[Lines of data]

start

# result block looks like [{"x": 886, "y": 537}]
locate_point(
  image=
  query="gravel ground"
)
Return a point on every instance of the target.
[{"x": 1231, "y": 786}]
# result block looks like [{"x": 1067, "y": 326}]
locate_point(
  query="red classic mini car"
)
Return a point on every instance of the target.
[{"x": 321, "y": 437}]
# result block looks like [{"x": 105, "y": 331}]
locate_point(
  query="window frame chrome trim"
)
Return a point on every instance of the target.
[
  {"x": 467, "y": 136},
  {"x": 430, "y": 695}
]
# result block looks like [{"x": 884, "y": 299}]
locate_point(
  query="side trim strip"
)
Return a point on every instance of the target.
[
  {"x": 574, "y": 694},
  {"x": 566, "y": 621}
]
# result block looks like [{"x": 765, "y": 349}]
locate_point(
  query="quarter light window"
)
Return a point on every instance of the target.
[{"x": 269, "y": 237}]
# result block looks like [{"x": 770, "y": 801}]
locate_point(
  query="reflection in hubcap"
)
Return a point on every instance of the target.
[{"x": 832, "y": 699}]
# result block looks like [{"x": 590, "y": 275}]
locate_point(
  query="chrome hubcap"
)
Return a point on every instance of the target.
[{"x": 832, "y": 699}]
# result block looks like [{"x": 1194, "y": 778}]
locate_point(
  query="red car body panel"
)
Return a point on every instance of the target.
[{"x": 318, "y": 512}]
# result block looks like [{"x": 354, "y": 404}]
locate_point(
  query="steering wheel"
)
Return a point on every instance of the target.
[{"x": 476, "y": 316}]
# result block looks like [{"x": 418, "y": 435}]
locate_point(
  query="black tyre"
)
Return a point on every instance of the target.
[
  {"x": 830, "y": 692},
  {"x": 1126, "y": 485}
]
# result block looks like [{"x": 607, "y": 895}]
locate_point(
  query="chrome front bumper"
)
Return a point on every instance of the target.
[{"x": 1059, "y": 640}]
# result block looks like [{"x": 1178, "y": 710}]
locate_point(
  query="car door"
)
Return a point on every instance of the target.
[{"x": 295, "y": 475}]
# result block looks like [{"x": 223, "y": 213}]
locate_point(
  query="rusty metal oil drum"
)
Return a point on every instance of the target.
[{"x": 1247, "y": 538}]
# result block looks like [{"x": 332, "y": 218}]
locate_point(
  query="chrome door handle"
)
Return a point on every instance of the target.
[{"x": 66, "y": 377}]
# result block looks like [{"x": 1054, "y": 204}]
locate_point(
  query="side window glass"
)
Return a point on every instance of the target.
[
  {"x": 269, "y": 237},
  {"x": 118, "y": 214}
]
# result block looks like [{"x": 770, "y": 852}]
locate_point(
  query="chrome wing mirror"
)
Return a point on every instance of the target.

end

• Stated goal: Make an exact copy of every line in the data.

• The completed task:
# result block looks like [{"x": 886, "y": 537}]
locate_point(
  image=
  query="gravel ground"
)
Return a point on every instance of the target.
[{"x": 1231, "y": 786}]
# result block looks like [{"x": 1067, "y": 326}]
locate_point(
  query="red classic mini car"
)
Return a point on every instance of the target.
[{"x": 321, "y": 437}]
# result block looks like [{"x": 105, "y": 331}]
locate_point(
  query="window frame chrome trim"
)
Return a point on every instance of the target.
[
  {"x": 467, "y": 136},
  {"x": 430, "y": 695}
]
# result block looks like [{"x": 884, "y": 299}]
locate_point(
  query="side trim strip"
)
Return a point on every instance of the target.
[
  {"x": 574, "y": 694},
  {"x": 566, "y": 621}
]
# result block looks like [{"x": 765, "y": 349}]
locate_point(
  query="quarter light window"
)
Return a point on every instance of the target.
[{"x": 269, "y": 237}]
# result block looks like [{"x": 770, "y": 801}]
locate_point(
  query="reflection in hubcap"
)
Return a point on every instance of the target.
[{"x": 832, "y": 699}]
# result block looks like [{"x": 590, "y": 275}]
locate_point(
  query="chrome hubcap"
)
Return a point on every instance of the target.
[{"x": 832, "y": 699}]
# result block looks like [{"x": 1194, "y": 778}]
locate_point(
  query="red car body panel"
)
Return a point on every instance of the target.
[{"x": 318, "y": 512}]
# result block looks like [{"x": 354, "y": 404}]
locate_point(
  query="steering wheel"
)
Return a point on every instance of the target.
[{"x": 476, "y": 316}]
# result block looks like [{"x": 418, "y": 435}]
locate_point(
  query="black tyre"
)
Return a point on every instance of the target.
[
  {"x": 830, "y": 692},
  {"x": 1126, "y": 485}
]
# result block looks like [{"x": 607, "y": 895}]
locate_point(
  query="chrome front bumper"
)
Return a point on every instance of the target.
[{"x": 1059, "y": 640}]
# result block looks like [{"x": 1178, "y": 710}]
locate_point(
  query="car door"
)
Return a point on every instance of the target.
[{"x": 295, "y": 475}]
# result block looks like [{"x": 223, "y": 213}]
locate_point(
  query="rusty metal oil drum"
)
Return a point on every instance of the target.
[{"x": 1247, "y": 538}]
# result block looks like [{"x": 332, "y": 218}]
locate_point(
  query="chrome door handle"
)
Return a point on every instance of the target.
[{"x": 66, "y": 377}]
# result block looks like [{"x": 1054, "y": 204}]
locate_point(
  query="side window glass"
)
Return a point on every instance of the target.
[
  {"x": 269, "y": 237},
  {"x": 118, "y": 214}
]
# result block looks like [{"x": 770, "y": 852}]
locate_point(
  query="chrome wing mirror"
)
Return a point on every instance of the target.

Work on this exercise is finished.